* **ЗАДАНИЕ**
Пожалуйста, продолжите приведенный ниже текст о Н. М. после его последнего предложения.

Н. М. говорила, что у квартиры этой есть еще одно достоинство – здесь обычно тихо, несмотря на трамвай. Правда, пожаловалась, что с наступлением тепла улица становится шумнее. Зимой холод и снег приглушали звуки, это ей нравилось. А Первомай, например, терпеть не могла, не только из-за праздничного шума, но из-за того еще, что он ассоциировался с арестом Мандельштама. Но, по крайней мере, не коммуналка с кухонными склоками и грязью в общем туалете. Главными шумами, которых она, вероятно, не замечала, были здесь ее собственное тяжелое дыхание и тиканье любимых часов с кукушкой, неутомимо отмечавших каждую четверть часа.
Н. М. была неважной домохозяйкой, но чистоту в квартире поддерживала. Мы уже привыкли к относительной бедности большинства русских, и все-таки тяжело было видеть ее в столь стесненных обстоятельствах. Как бы ни были бедны наши знакомые русские, они изо всех сил старались, чтобы для гостей на столе были еда и питье. У Н. М. стол был всегда скуден – по той простой причине, что она была бедна. Она не жаловалась, но не думаю, что ей нравилось ее положение и что она была равнодушна к “хорошим” вещам. В общем, из всех знакомых нам писателей она была самой бедной, и бедной была дольше всех – это было продолжением ее жизни с Осипом Мандельштамом. Вдовы, чьи мужья при жизни не подверглись гонениям, существовали благополучно. А в тот первый день угощение было типичным: в разномастных кружках крепчайший чай с сантиметром чаинок на дне вдобавок к плавающим на поверхности, сахар в сахарнице, немного хлеба, сыра и, может быть, масло.
За чаем – и разговорами – Н. М. беспрерывно курила “Беломор”, папиросы, названные в честь канала, построенного рабским трудом (и с большой помпой) при Сталине, в тридцатые годы. Табак она называла “дерьмом из братских могил” – в память о тех, кто умер на канале. В первый раз она с улыбкой показала на почернелую кастрюлю на полке – это был “исторический архив”, где спаслось от конфискации много стихов Мандельштама. Улыбка была говорящая – не то чтобы гордая, но и не многозначительная.
Рекомендовал нас ей друг, которому она доверяла – Кларенс Браун, известный специалист по Мандельштаму. В первый наш визит Н. М. немного разыгрывала роль вдовы поэта. Но тогда мы слабо представляли себе, кто такой Мандельштам и кто такая она, поэтому не задавали обычных вопросов, и она поняла, что можно держаться с нами менее официально. О. М. мы знали по нескольким стихотворениям, которые прочли в магистратуре, и для нас все писатели того периода (начала ХХ века) были такими же мертвыми классиками, как Достоевский и Толстой. Отчасти из-за нашей молодости и неискушенности нам не приходило в голову, что эти писатели чуть ли не наши современники и что люди, знавшие их – и даже жившие с ними, – еще живы. Дело шло к вечеру, Н. М. рассказывала нам о каждом, кого мы называли, все больше увлекая нас и очаровывая.

Строки разметки положения объектов

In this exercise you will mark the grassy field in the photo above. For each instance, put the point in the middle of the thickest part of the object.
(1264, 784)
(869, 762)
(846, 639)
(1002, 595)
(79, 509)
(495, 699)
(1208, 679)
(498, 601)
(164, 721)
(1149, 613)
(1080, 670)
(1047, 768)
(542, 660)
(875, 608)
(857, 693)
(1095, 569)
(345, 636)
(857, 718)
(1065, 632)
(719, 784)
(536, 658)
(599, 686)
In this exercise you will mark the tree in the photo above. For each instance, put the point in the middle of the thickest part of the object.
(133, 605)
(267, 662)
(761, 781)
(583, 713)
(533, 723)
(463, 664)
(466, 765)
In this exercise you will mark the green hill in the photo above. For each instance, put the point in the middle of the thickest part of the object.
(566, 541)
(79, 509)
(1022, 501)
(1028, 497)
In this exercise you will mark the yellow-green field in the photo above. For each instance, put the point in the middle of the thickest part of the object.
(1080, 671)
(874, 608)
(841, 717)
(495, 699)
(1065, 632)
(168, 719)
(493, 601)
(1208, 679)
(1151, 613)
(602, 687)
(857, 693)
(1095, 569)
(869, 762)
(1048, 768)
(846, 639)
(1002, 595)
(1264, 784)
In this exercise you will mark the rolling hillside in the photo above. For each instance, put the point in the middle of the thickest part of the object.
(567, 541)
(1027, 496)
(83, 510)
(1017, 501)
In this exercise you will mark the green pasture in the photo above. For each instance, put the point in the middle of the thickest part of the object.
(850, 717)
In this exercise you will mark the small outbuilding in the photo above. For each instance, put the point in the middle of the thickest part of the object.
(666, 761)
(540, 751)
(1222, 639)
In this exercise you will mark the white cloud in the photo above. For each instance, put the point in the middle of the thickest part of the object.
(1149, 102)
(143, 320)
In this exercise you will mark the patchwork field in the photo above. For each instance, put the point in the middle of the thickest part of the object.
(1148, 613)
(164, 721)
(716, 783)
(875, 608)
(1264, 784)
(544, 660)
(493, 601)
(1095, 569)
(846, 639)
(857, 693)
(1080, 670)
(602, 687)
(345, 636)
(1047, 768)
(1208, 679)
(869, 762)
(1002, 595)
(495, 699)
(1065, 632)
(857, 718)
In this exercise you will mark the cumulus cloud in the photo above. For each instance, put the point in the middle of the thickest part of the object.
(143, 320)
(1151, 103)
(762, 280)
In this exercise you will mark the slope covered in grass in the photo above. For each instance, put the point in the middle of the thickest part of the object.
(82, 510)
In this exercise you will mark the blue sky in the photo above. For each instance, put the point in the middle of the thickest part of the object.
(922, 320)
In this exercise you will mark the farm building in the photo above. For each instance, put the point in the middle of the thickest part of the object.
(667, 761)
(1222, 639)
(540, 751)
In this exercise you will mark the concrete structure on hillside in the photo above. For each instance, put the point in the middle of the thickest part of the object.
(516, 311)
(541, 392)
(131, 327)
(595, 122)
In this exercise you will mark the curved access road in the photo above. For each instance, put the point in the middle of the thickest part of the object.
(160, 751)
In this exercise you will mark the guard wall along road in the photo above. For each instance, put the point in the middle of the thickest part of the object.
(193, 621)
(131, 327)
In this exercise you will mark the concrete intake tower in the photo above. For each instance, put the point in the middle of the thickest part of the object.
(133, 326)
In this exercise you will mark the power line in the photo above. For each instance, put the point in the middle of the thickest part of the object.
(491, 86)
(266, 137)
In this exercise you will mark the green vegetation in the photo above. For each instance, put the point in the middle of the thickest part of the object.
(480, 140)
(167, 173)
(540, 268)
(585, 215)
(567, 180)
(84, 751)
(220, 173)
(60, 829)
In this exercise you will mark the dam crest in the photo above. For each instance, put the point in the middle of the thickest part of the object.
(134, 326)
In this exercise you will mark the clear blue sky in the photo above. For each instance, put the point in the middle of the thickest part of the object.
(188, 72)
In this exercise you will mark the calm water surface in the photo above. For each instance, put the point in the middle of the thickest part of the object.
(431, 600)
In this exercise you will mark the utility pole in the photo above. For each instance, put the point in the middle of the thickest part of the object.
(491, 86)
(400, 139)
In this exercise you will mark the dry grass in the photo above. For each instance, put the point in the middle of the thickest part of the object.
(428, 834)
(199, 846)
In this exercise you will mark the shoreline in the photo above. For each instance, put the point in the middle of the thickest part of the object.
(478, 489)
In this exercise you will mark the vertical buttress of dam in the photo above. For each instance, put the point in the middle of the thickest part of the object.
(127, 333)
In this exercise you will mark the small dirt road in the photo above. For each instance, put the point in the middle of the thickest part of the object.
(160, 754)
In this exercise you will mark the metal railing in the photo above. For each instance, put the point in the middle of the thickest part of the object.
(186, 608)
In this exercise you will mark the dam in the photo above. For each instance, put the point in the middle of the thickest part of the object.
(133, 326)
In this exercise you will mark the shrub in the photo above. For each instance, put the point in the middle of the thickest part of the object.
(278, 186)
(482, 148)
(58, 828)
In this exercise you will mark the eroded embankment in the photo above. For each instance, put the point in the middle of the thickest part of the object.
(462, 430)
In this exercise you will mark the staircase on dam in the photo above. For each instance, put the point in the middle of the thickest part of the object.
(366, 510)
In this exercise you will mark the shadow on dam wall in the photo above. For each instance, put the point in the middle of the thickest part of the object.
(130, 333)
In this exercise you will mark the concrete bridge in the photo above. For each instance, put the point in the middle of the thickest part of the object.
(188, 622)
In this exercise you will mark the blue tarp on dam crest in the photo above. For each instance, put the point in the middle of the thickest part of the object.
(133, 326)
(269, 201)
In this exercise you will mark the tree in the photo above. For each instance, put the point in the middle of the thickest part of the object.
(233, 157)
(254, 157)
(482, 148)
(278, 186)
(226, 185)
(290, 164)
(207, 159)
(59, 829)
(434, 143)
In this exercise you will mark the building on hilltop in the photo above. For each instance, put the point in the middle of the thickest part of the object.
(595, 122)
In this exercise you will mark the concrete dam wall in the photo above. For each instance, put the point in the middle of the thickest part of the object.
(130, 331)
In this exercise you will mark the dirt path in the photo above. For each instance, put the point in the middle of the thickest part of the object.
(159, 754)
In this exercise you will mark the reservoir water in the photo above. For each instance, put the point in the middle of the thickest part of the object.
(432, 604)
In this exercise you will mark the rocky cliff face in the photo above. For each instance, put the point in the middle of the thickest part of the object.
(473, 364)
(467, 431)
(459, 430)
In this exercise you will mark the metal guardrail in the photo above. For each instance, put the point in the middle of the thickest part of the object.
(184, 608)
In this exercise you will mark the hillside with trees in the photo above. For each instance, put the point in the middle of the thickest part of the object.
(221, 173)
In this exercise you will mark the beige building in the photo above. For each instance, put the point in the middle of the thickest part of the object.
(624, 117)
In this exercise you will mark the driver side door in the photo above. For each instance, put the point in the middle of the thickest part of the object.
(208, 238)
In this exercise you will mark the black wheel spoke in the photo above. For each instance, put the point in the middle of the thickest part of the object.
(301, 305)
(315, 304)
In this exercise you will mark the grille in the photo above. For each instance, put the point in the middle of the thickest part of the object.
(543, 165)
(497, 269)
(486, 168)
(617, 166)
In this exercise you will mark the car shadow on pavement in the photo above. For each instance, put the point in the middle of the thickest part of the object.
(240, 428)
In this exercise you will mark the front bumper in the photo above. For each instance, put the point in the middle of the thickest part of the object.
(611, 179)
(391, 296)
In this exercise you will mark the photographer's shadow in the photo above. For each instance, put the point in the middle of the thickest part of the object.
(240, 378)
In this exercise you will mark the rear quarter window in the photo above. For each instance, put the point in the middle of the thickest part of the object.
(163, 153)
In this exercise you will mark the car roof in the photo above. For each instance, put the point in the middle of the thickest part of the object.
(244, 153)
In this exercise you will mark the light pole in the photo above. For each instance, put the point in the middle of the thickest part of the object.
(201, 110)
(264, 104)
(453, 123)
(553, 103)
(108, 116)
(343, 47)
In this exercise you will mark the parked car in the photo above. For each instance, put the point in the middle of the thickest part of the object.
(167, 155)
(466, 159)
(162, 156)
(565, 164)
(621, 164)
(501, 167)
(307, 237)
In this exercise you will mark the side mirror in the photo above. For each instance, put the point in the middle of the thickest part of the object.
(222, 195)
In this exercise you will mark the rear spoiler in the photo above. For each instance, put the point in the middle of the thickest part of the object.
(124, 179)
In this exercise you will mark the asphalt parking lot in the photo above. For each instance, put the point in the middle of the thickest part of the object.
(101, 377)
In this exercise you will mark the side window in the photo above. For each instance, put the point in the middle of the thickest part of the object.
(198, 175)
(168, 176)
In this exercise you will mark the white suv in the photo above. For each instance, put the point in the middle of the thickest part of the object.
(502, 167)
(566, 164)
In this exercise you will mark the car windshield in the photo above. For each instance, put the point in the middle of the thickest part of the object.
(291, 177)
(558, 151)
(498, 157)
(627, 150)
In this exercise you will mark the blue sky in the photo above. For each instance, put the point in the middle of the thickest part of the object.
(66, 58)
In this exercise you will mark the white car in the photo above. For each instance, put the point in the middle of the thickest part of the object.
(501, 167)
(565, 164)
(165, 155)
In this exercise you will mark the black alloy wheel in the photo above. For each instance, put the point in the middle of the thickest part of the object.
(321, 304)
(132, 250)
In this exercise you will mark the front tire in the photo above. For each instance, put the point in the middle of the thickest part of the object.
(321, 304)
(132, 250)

* **ИТОГОВЫЙ ОТВЕТ**
Она, казалось, знала всех писателей, кого мы могли вспомнить. Особенно поразило нас, что она знала Блока и бывала на собраниях символистов и футуристов (например, в “Бродячей собаке”). Она вспоминала времена, о которых мы знали только из книг. Мы без конца задавали вопросы, и она без конца нас удивляла – не только самими историями, но и резкостью, независимостью своих суждений о людях и событиях, которые были известны нам только по устаревшим книгам наших славистов. (Надо учесть, что ее книги еще не были напечатаны – а многое из того, что она нам рассказывала, было уже в ее рукописях, – опубликуют их только в 1970 году в Нью-Йорке.)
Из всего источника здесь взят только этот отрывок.